[begin Record extracts]
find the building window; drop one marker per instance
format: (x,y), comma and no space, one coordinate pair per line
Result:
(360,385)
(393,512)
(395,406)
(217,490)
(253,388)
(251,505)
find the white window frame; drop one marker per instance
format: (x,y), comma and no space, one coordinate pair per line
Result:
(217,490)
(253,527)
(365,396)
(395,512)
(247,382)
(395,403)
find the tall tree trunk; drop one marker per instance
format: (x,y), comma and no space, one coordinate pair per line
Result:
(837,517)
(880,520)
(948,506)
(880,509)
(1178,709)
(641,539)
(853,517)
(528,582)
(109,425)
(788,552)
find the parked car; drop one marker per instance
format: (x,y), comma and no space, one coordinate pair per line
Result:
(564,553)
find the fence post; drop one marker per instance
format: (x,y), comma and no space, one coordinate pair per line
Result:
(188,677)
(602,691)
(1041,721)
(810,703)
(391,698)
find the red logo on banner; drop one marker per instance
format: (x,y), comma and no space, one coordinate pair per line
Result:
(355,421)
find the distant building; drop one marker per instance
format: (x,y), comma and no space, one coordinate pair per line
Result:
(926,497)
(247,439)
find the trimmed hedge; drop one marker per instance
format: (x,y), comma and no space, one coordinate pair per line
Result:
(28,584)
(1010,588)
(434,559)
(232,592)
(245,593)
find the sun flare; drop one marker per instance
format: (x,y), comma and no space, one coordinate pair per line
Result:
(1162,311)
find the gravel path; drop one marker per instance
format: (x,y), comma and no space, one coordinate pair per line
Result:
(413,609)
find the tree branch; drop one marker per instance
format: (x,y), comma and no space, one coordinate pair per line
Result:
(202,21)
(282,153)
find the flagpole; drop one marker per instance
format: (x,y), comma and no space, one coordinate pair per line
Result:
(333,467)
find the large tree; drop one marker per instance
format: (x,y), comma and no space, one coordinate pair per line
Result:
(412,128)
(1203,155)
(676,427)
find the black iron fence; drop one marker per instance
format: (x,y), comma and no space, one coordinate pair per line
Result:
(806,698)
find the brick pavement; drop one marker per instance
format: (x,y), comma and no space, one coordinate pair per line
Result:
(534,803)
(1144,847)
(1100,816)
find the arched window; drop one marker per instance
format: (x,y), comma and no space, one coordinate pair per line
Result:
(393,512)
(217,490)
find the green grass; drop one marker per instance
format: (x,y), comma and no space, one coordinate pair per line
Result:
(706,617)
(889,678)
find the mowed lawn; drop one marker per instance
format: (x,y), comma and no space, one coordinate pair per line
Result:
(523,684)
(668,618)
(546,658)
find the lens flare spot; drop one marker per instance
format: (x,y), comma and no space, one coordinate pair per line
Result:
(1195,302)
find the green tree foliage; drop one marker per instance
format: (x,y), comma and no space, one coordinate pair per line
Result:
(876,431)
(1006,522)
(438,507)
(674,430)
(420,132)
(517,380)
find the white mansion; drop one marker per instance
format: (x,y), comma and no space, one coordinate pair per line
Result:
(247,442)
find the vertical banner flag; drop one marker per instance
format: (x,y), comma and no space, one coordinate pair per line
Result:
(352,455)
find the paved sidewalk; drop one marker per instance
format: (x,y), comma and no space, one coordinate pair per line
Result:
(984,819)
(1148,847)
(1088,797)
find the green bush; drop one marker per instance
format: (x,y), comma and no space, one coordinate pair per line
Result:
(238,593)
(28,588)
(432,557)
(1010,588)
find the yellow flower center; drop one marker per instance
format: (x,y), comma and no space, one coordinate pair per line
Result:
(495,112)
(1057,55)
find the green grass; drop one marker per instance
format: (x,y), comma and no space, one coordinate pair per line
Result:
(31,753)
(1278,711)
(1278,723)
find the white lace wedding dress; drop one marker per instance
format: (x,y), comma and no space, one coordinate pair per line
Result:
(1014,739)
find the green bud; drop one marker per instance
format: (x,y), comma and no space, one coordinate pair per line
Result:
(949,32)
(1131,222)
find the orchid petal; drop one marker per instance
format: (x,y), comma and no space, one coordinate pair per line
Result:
[end Record extracts]
Rewrite every line of the entries above as a JSON list of strings, one string per line, with blank lines dropped.

[
  "find the building window; drop one marker per instance",
  "format: (x,y), comma and no space, one coordinate pair per line",
  "Result:",
  "(360,385)",
  "(393,512)",
  "(395,406)",
  "(217,490)",
  "(253,388)",
  "(251,505)",
  "find the white window frame; drop one marker per instance",
  "format: (x,y), comma and no space, one coordinate pair per line",
  "Result:",
  "(217,490)",
  "(253,527)",
  "(365,396)",
  "(395,512)",
  "(247,382)",
  "(395,403)",
  "find the tall tree trunk; drop one marker per instance",
  "format: (x,y), comma and no space, one coordinate pair per line",
  "Result:",
  "(837,517)",
  "(880,520)",
  "(948,506)",
  "(880,509)",
  "(1178,709)",
  "(641,539)",
  "(853,517)",
  "(528,582)",
  "(109,425)",
  "(788,552)",
  "find the parked car; drop one marker per instance",
  "format: (x,y), comma and no space, one coordinate pair per line",
  "Result:",
  "(564,553)",
  "find the fence post; drop one marker per instance",
  "format: (x,y), comma and no space, one coordinate pair per line",
  "Result:",
  "(188,677)",
  "(602,691)",
  "(1041,721)",
  "(810,703)",
  "(391,698)",
  "find the red logo on banner; drop one marker per instance",
  "format: (x,y), comma and no space, one coordinate pair per line",
  "Result:",
  "(355,421)",
  "find the distant building; drop one marker per instance",
  "format: (x,y), comma and no space, one coordinate pair per line",
  "Result:",
  "(926,497)",
  "(247,439)",
  "find the trimmed hedge; drop one marker per instance",
  "format: (x,y), comma and no space, one coordinate pair per line",
  "Result:",
  "(28,584)",
  "(1010,588)",
  "(434,559)",
  "(232,592)",
  "(245,593)",
  "find the sun flare; drop one marker per instance",
  "format: (x,y), comma and no space, one coordinate pair per line",
  "Result:",
  "(1162,311)",
  "find the gravel path; drop one marker per instance",
  "format: (x,y), comma and no space, one coordinate pair per line",
  "Result:",
  "(413,609)",
  "find the tree branch; drop one marker per instance",
  "format: (x,y), comma and no space, one coordinate pair per line",
  "Result:",
  "(202,21)",
  "(282,153)",
  "find the flagpole; drop one marker per instance",
  "format: (x,y), comma and no space, one coordinate pair per line",
  "Result:",
  "(333,467)",
  "find the large tree; drop one marker per instance",
  "format: (x,y), comma and no space, one coordinate pair per line",
  "Result:",
  "(412,128)",
  "(1203,155)",
  "(676,427)",
  "find the black iron fence; drop one marker per instance",
  "format: (x,y), comma and no space, one coordinate pair per line",
  "Result:",
  "(806,698)",
  "find the brick pavement; drop one marker per instance",
  "format: (x,y), comma and no space, one coordinate pair per line",
  "Result:",
  "(534,803)",
  "(1144,847)",
  "(1100,816)",
  "find the arched window; drop one marker per instance",
  "format: (x,y), comma and no space, one coordinate pair per line",
  "Result:",
  "(393,512)",
  "(217,490)",
  "find the green grass; drop one marker per instance",
  "format: (x,y), comma and no space, one coordinate pair per line",
  "Result:",
  "(706,617)",
  "(889,678)",
  "find the mowed lawn; drop one marker per instance",
  "format: (x,y), comma and no space, one coordinate pair per line",
  "Result:",
  "(523,684)",
  "(668,618)",
  "(546,658)",
  "find the lens flare spot; drop one marker per instance",
  "format: (x,y), comma and no space, one coordinate pair per line",
  "Result:",
  "(1195,302)",
  "find the green tree foliage; drop one marker per instance",
  "format: (x,y), comma and no space, one coordinate pair per line",
  "Result:",
  "(876,431)",
  "(1006,522)",
  "(438,507)",
  "(674,430)",
  "(420,132)",
  "(517,380)",
  "find the white mansion; drop one marker per instance",
  "format: (x,y), comma and no space, one coordinate pair per line",
  "Result:",
  "(247,442)",
  "find the vertical banner flag; drop one marker per instance",
  "format: (x,y), comma and no space, one coordinate pair per line",
  "Result:",
  "(352,455)",
  "find the paved sidewalk; drop one marker per instance",
  "format: (x,y), comma and no space, one coordinate pair per line",
  "Result:",
  "(984,819)",
  "(1148,847)",
  "(1088,797)",
  "find the green bush; drop one marker per instance",
  "format: (x,y), comma and no space, one coordinate pair per line",
  "Result:",
  "(238,593)",
  "(28,588)",
  "(432,557)",
  "(1010,588)",
  "find the yellow flower center; drop one marker per instance",
  "format: (x,y), comma and no space, one coordinate pair per line",
  "Result:",
  "(495,112)",
  "(1057,55)",
  "find the green grass; drop one marker per instance",
  "format: (x,y), comma and no space, one coordinate pair per line",
  "Result:",
  "(31,753)",
  "(1278,711)",
  "(1278,723)",
  "find the white lace wedding dress; drop one marker per instance",
  "format: (x,y), comma and no space, one coordinate pair per line",
  "Result:",
  "(1014,739)",
  "find the green bud; drop one marker per instance",
  "format: (x,y), comma and no space, one coordinate pair per line",
  "Result:",
  "(949,32)",
  "(1131,222)",
  "find the orchid petal; drop one marker per instance",
  "format: (x,y), comma and no space, one coordinate pair per line",
  "Result:"
]